The data:

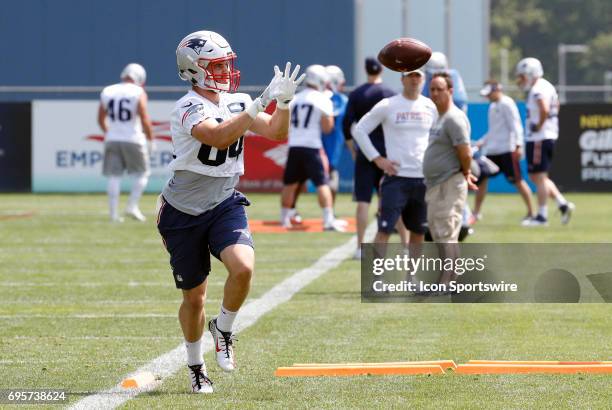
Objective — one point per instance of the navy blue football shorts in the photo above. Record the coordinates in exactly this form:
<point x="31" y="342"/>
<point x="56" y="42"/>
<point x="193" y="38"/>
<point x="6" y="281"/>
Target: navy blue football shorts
<point x="405" y="197"/>
<point x="367" y="179"/>
<point x="508" y="164"/>
<point x="190" y="240"/>
<point x="539" y="155"/>
<point x="306" y="163"/>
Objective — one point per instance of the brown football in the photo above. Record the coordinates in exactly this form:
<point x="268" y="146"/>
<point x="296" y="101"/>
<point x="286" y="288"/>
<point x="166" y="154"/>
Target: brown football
<point x="404" y="54"/>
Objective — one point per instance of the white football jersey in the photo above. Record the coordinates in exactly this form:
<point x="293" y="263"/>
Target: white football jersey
<point x="406" y="124"/>
<point x="542" y="90"/>
<point x="190" y="154"/>
<point x="121" y="104"/>
<point x="307" y="108"/>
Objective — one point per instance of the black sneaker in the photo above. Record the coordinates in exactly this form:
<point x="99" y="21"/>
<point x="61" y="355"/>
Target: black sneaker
<point x="539" y="220"/>
<point x="566" y="212"/>
<point x="200" y="383"/>
<point x="224" y="347"/>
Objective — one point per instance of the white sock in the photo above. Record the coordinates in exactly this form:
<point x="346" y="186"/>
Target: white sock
<point x="285" y="215"/>
<point x="225" y="320"/>
<point x="113" y="189"/>
<point x="195" y="355"/>
<point x="138" y="186"/>
<point x="328" y="215"/>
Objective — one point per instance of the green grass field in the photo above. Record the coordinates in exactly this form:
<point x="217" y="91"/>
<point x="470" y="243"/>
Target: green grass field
<point x="84" y="302"/>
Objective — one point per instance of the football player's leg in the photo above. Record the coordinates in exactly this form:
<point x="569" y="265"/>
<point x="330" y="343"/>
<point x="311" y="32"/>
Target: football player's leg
<point x="139" y="184"/>
<point x="292" y="180"/>
<point x="239" y="260"/>
<point x="392" y="201"/>
<point x="113" y="189"/>
<point x="137" y="160"/>
<point x="113" y="167"/>
<point x="288" y="203"/>
<point x="192" y="316"/>
<point x="483" y="186"/>
<point x="231" y="241"/>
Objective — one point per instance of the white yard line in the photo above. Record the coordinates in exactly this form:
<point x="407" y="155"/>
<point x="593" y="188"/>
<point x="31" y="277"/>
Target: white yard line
<point x="169" y="363"/>
<point x="91" y="315"/>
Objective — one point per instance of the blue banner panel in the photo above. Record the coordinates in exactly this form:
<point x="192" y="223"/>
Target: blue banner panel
<point x="15" y="147"/>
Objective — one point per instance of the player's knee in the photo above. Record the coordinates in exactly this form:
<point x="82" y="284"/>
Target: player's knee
<point x="195" y="298"/>
<point x="242" y="272"/>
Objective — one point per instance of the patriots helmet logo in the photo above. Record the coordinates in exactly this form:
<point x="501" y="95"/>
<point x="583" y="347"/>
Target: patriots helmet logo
<point x="197" y="44"/>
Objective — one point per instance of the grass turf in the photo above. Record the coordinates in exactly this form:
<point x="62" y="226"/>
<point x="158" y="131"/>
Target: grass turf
<point x="72" y="286"/>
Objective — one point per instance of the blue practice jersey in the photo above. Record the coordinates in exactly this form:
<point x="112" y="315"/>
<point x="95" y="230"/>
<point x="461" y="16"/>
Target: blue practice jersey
<point x="459" y="92"/>
<point x="333" y="143"/>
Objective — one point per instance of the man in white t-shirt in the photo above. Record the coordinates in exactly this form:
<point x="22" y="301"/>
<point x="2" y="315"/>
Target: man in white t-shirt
<point x="200" y="211"/>
<point x="503" y="145"/>
<point x="123" y="117"/>
<point x="312" y="113"/>
<point x="406" y="120"/>
<point x="542" y="131"/>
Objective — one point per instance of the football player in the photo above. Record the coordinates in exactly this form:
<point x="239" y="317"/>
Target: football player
<point x="333" y="142"/>
<point x="503" y="144"/>
<point x="311" y="114"/>
<point x="124" y="119"/>
<point x="406" y="120"/>
<point x="542" y="130"/>
<point x="200" y="211"/>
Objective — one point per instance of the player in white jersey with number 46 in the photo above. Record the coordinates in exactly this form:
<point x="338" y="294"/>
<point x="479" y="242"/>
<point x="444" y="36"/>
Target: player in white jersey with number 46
<point x="200" y="212"/>
<point x="542" y="132"/>
<point x="123" y="117"/>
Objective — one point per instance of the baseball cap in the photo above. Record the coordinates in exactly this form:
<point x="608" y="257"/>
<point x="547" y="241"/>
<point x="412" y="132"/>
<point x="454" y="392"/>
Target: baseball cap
<point x="373" y="66"/>
<point x="490" y="86"/>
<point x="417" y="71"/>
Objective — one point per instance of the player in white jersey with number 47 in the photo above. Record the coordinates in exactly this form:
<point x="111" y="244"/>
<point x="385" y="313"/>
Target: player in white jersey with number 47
<point x="200" y="212"/>
<point x="542" y="132"/>
<point x="123" y="117"/>
<point x="311" y="113"/>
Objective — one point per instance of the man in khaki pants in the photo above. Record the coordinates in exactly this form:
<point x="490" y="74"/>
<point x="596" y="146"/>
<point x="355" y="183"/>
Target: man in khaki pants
<point x="446" y="167"/>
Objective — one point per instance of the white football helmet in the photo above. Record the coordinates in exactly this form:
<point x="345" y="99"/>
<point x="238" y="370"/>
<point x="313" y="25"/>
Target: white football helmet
<point x="135" y="72"/>
<point x="195" y="56"/>
<point x="336" y="77"/>
<point x="437" y="61"/>
<point x="532" y="69"/>
<point x="317" y="77"/>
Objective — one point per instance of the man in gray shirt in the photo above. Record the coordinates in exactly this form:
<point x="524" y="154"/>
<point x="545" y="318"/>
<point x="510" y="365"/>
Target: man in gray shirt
<point x="446" y="165"/>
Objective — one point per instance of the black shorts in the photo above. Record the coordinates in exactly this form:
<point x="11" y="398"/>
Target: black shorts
<point x="402" y="196"/>
<point x="303" y="164"/>
<point x="539" y="155"/>
<point x="367" y="179"/>
<point x="191" y="239"/>
<point x="508" y="164"/>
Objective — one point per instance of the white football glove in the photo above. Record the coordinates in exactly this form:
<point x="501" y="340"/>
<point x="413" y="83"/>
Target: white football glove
<point x="260" y="103"/>
<point x="284" y="85"/>
<point x="151" y="147"/>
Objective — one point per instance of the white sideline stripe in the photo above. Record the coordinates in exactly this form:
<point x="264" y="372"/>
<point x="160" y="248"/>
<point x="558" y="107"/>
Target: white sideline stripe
<point x="169" y="363"/>
<point x="92" y="316"/>
<point x="29" y="337"/>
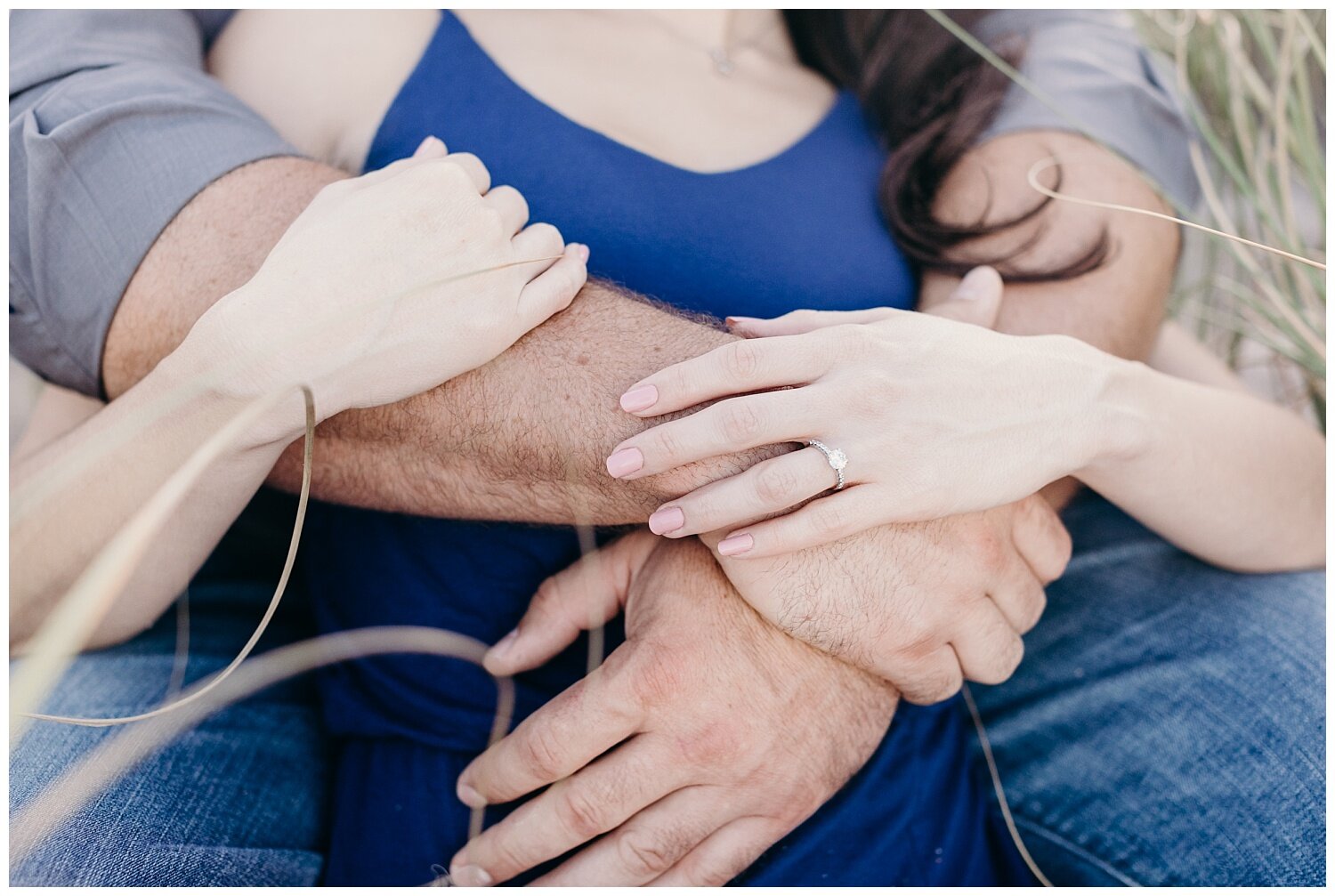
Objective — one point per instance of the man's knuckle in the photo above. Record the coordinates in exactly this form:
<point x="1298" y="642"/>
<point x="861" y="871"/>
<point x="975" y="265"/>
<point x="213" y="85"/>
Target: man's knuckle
<point x="541" y="754"/>
<point x="645" y="855"/>
<point x="659" y="682"/>
<point x="579" y="813"/>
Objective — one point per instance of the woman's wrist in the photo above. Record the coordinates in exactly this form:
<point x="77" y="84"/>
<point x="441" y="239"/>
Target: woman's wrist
<point x="1119" y="416"/>
<point x="211" y="371"/>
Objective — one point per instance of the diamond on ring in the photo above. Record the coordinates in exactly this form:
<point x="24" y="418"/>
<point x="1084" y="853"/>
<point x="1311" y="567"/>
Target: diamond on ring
<point x="835" y="457"/>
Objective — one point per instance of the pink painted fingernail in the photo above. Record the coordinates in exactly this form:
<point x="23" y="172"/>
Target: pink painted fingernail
<point x="470" y="876"/>
<point x="469" y="797"/>
<point x="640" y="398"/>
<point x="625" y="463"/>
<point x="734" y="545"/>
<point x="430" y="147"/>
<point x="501" y="648"/>
<point x="667" y="520"/>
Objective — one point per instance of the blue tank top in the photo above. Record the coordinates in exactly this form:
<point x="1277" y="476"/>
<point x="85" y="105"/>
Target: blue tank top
<point x="797" y="230"/>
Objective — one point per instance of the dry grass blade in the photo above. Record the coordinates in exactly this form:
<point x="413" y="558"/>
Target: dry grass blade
<point x="131" y="556"/>
<point x="112" y="757"/>
<point x="74" y="620"/>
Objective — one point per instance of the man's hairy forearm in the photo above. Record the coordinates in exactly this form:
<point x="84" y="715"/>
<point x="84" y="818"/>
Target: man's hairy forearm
<point x="522" y="438"/>
<point x="526" y="435"/>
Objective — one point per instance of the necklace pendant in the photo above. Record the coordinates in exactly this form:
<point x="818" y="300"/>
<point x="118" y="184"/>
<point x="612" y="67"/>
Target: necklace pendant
<point x="724" y="63"/>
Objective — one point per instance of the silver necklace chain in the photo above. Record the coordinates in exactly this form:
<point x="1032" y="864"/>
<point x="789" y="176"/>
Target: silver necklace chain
<point x="724" y="58"/>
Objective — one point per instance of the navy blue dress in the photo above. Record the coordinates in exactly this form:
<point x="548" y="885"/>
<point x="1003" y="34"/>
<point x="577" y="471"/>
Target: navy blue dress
<point x="797" y="230"/>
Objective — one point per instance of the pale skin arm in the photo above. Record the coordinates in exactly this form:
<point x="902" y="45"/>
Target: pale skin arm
<point x="510" y="440"/>
<point x="1223" y="474"/>
<point x="470" y="449"/>
<point x="346" y="317"/>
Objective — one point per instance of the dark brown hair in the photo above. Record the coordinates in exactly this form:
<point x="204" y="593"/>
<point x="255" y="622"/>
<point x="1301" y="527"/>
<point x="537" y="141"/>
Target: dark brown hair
<point x="931" y="98"/>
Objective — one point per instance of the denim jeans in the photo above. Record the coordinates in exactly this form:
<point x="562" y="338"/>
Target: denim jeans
<point x="1167" y="727"/>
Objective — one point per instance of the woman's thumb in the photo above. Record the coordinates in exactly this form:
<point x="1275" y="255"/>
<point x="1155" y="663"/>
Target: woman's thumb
<point x="976" y="299"/>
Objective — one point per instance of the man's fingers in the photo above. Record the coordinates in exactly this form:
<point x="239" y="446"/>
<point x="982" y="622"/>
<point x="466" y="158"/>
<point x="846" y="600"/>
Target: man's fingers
<point x="576" y="810"/>
<point x="804" y="320"/>
<point x="734" y="368"/>
<point x="574" y="728"/>
<point x="649" y="844"/>
<point x="988" y="647"/>
<point x="724" y="855"/>
<point x="512" y="207"/>
<point x="587" y="593"/>
<point x="1041" y="540"/>
<point x="926" y="680"/>
<point x="764" y="489"/>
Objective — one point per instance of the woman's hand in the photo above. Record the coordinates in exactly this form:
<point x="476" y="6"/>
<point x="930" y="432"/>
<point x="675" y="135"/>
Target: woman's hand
<point x="392" y="283"/>
<point x="936" y="414"/>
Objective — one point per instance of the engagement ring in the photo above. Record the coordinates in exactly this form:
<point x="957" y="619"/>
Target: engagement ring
<point x="836" y="458"/>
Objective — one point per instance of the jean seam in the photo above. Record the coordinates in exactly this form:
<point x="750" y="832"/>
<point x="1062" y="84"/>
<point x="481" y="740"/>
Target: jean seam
<point x="1076" y="851"/>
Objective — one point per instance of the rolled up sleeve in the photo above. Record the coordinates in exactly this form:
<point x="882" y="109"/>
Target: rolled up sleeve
<point x="1104" y="83"/>
<point x="114" y="127"/>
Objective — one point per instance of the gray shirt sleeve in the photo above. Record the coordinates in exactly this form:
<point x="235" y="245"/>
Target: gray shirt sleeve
<point x="114" y="127"/>
<point x="1104" y="83"/>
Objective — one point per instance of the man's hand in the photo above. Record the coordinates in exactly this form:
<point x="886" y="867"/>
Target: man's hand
<point x="693" y="744"/>
<point x="923" y="605"/>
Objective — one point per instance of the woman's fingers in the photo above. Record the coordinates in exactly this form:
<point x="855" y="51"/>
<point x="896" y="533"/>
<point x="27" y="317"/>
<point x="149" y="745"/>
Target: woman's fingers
<point x="430" y="149"/>
<point x="804" y="320"/>
<point x="649" y="844"/>
<point x="571" y="812"/>
<point x="473" y="167"/>
<point x="587" y="593"/>
<point x="737" y="367"/>
<point x="579" y="724"/>
<point x="825" y="520"/>
<point x="724" y="855"/>
<point x="732" y="424"/>
<point x="555" y="287"/>
<point x="764" y="489"/>
<point x="512" y="207"/>
<point x="541" y="242"/>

Work request: Verbatim copy, pictures excluded: output the lines from the first line of the records above through the line containing "Objective — one point per instance of the green".

Output of the exercise:
Objective — one point per instance of the navy blue football shorts in the photo above. Record the coordinates in exactly this form:
<point x="31" y="342"/>
<point x="56" y="42"/>
<point x="193" y="38"/>
<point x="6" y="281"/>
Target: navy blue football shorts
<point x="405" y="197"/>
<point x="367" y="179"/>
<point x="508" y="164"/>
<point x="190" y="240"/>
<point x="539" y="155"/>
<point x="306" y="163"/>
Objective — one point per instance of the brown football in the photo above. Record the coordinates in exactly this form:
<point x="268" y="146"/>
<point x="296" y="101"/>
<point x="286" y="288"/>
<point x="166" y="154"/>
Target: brown football
<point x="404" y="54"/>
Objective — one point per instance of the white football jersey in the photo above. Record the coordinates in exactly this form:
<point x="293" y="263"/>
Target: white football jersey
<point x="406" y="124"/>
<point x="542" y="90"/>
<point x="190" y="154"/>
<point x="121" y="104"/>
<point x="307" y="108"/>
Objective — one point per instance of the black sneaker in the photo above. Record the coordinates in exactly this form:
<point x="99" y="21"/>
<point x="61" y="355"/>
Target: black sneaker
<point x="539" y="220"/>
<point x="566" y="212"/>
<point x="200" y="383"/>
<point x="224" y="347"/>
Objective — one point per instance of the white sock in the photo above. Record the coordinates in exactly this form:
<point x="346" y="186"/>
Target: white sock
<point x="285" y="215"/>
<point x="225" y="320"/>
<point x="113" y="189"/>
<point x="195" y="355"/>
<point x="138" y="186"/>
<point x="328" y="215"/>
Objective — one point per instance of the green grass field in the photo above. Record the coordinates in exactly this form:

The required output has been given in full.